[Records shown]:
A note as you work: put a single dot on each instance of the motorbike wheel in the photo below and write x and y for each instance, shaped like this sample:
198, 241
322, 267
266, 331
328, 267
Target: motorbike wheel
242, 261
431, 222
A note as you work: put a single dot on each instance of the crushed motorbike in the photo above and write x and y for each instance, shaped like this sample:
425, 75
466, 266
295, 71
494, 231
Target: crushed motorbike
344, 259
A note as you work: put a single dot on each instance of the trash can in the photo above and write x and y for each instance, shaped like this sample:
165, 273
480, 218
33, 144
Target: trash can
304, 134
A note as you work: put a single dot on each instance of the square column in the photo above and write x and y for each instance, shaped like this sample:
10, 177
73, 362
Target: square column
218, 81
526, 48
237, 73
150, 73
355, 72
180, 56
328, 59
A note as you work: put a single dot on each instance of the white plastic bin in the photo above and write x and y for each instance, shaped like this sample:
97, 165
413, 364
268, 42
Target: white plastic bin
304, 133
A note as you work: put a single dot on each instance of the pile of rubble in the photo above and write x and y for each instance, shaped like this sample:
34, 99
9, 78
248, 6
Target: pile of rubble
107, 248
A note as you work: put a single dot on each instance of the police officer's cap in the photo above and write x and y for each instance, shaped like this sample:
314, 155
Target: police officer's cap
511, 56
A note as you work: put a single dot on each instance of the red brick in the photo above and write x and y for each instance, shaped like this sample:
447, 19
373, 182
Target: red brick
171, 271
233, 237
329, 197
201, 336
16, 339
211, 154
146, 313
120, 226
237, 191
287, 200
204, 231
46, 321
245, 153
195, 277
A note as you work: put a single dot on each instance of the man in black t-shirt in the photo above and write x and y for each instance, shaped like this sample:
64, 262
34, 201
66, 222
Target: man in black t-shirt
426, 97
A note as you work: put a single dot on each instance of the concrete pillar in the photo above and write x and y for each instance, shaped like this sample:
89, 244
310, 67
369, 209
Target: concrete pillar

[What is needed]:
Reproduce the material precisely, including every line.

[Solution to this exercise]:
A note as you work: put a single dot on each instance of the motorbike wheel in the photo below and write x and y for each instance, shaped like this sample:
198, 241
322, 267
266, 331
328, 267
Target: motorbike wheel
242, 261
431, 222
A note as you work: put a single dot on each instance of the crushed motorbike in the photo above and write x and y for each instance, shaped like this sample:
425, 75
466, 266
295, 71
494, 231
Target: crushed motorbike
344, 259
A note as you work: put a single dot on each instance of the trash can in the photo above and write x and y for each instance, shaped like this sample:
165, 273
480, 218
33, 144
Target: trash can
304, 134
A note as you work: put a single dot on each instance of the square column in the photo above and write x and y for each instance, shaped like this sample:
10, 177
73, 362
Target: square column
218, 81
526, 48
237, 73
150, 73
355, 72
180, 56
328, 59
A note as you work: put a single dot on each instance of the white plastic bin in the photo above and write x and y for each instance, shaped like this sample:
97, 165
413, 364
268, 42
Target: white plastic bin
304, 133
A note as you work: put a single dot on each instance of the pile of rubble in the photo above and write x and y for each instance, shaped like this sample:
34, 99
9, 78
248, 6
Target: pile of rubble
107, 248
A note as you work: put a single dot on each instance of the police officer's cap in the photo above and write x and y for each instance, shaped like this sample:
314, 155
Target: police officer's cap
511, 56
A note as you work: put a single dot on each instance of the red brick in the photo above and write x and y for each instance, shaped like this sample:
447, 19
373, 182
Target: red brick
171, 271
233, 237
329, 197
201, 336
16, 339
211, 154
146, 313
120, 226
237, 191
287, 200
204, 231
46, 321
245, 153
195, 277
A note as you work: put a single dot on each instance of the man in black t-shirt in the photo above and write x and y for each instance, shaped like this sample:
64, 262
34, 201
66, 222
Target: man in black t-shirt
426, 97
A note as you work: put a single dot on each instance of the concrete pillar in the photo above and write x and y for each instance, shaped like this sample:
89, 244
310, 67
369, 209
Target: concrete pillar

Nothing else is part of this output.